Mufflers are installed within the exhaust system of most internal combustion engines. Mufflers are engineered as an acoustic device to reduce the loudness of the sound pressure created by the engine by acoustic quieting. Sound reduction techniques used in mufflers include: reactive silencing, resistive silencing, absorptive silencing, and shell damping. The noise of the hot exhaust gas exiting the engine can be abated by a series of passages and chambers lined with roving fiberglass insulation and/or resonating chambers harmonically tuned to cause destructive interference, wherein opposite sound waves cancel each other out.

The operation of an internal combustion engine produces distinct pulses of exhaust gas that exit through the exhaust pipes and the muffler. For example, a four-cylinder engine will have four high-pressure pulses for each operating cycle, a six-cylinder engine will emit six high-pressure pulses, and so on. These pulses are separated by a low-pressure pulse between them which functions as a scavenging mechanism for the next exhaust cycle from the cylinder. The exhaust system needs negative pressure waves so they help empty the cylinder of gases. The more distinct separate pulses in the exhaust system, the more positive the exhaust flow, and the more efficiently the exhaust gas is scavenged from each cylinder.
•••
▶ _What is being asked_: Please carry on with the passage about mufflers, starting right after its final sentence.

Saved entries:
•••
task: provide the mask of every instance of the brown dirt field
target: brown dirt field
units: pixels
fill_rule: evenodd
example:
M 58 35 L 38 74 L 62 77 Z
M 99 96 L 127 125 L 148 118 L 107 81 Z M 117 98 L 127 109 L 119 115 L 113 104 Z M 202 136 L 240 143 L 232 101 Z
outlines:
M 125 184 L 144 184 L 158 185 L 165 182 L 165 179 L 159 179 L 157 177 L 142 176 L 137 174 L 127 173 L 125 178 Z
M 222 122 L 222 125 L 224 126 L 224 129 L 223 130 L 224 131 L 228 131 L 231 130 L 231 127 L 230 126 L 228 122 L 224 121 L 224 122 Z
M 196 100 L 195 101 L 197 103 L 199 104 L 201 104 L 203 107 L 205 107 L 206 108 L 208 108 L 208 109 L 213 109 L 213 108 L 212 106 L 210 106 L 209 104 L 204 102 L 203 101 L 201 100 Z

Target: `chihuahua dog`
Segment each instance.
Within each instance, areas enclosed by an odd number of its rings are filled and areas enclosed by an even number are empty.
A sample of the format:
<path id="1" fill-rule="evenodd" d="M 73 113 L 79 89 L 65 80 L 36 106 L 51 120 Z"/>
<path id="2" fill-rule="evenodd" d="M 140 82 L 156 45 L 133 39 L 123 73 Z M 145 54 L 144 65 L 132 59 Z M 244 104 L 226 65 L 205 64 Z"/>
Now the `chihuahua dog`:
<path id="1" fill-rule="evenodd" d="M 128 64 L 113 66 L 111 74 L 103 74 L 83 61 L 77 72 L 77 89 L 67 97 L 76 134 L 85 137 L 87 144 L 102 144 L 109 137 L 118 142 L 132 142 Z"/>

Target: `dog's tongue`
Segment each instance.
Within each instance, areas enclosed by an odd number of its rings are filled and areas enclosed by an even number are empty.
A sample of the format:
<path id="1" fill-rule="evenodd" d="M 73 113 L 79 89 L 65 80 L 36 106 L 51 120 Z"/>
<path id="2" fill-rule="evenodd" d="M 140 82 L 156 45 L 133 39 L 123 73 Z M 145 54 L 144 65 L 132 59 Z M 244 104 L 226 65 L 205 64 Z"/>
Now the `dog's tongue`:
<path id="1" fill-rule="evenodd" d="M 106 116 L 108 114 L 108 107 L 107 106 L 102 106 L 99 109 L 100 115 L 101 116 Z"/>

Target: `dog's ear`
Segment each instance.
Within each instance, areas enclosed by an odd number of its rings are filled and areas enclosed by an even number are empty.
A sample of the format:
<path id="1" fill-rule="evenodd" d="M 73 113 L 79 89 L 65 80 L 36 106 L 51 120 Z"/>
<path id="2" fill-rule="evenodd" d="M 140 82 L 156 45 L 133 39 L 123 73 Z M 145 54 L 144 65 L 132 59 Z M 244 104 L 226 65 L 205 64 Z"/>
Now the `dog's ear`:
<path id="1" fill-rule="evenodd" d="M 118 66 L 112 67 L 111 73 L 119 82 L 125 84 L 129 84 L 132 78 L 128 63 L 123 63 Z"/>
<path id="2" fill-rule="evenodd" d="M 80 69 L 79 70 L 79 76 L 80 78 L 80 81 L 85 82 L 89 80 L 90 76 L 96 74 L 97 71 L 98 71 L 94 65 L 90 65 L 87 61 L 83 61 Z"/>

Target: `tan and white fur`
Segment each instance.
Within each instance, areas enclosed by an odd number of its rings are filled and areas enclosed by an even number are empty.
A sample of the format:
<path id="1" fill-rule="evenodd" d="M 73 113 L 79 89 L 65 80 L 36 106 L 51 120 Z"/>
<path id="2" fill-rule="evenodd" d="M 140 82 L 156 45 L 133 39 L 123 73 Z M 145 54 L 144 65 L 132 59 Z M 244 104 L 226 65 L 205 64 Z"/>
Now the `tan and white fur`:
•••
▶ _Response to this exercise_:
The design of the exhaust systems and mufflers must compromise effective exhaust gas extraction and exhaust gas pressure, engine fuel efficiency and power, as well as noise suppression. A side effect of noise reduction is the restriction of the exhaust gas flow, which creates back pressure, which can decrease engine efficiency. This is because the engine exhaust must share the same complex exit pathway built inside the muffler as the sound pressure that the muffler is designed to mitigate. However, having some back pressure helps. Higher backpressure can also help nitrous oxides (NOx) emission reduction in some engines.

When engine performance is the main concern, the exhaust pipes and muffler should be large enough to facilitate breathing as well as small enough to create a high exhaust flow. The objective of a muffled high-performance exhaust system depends on two independent factors: "the pressure wave tuning from length/diameter selection, and minimizing backpressure by selecting mufflers of suitable flow capacity for the application."

Some aftermarket mufflers claim to increase engine output and/or reduce fuel consumption by slightly reduced back pressure. This usually entails less noise reduction (i.e., more noise). Greater muffler flow may increase engine power, but excess muffler flow capability provides no additional benefits and can be more expensive as well as being noisier.

==Regulations==
On May 18, 1905, the state of Oregon passed a law that required vehicles to have "a light, a muffler, and efficient brakes".

The legality of altering a motor vehicle's original equipment exhaust system varies by jurisdiction; in many developed countries such as the United States, Canada, and Australia, such modifications are highly regulated or strictly prohibited.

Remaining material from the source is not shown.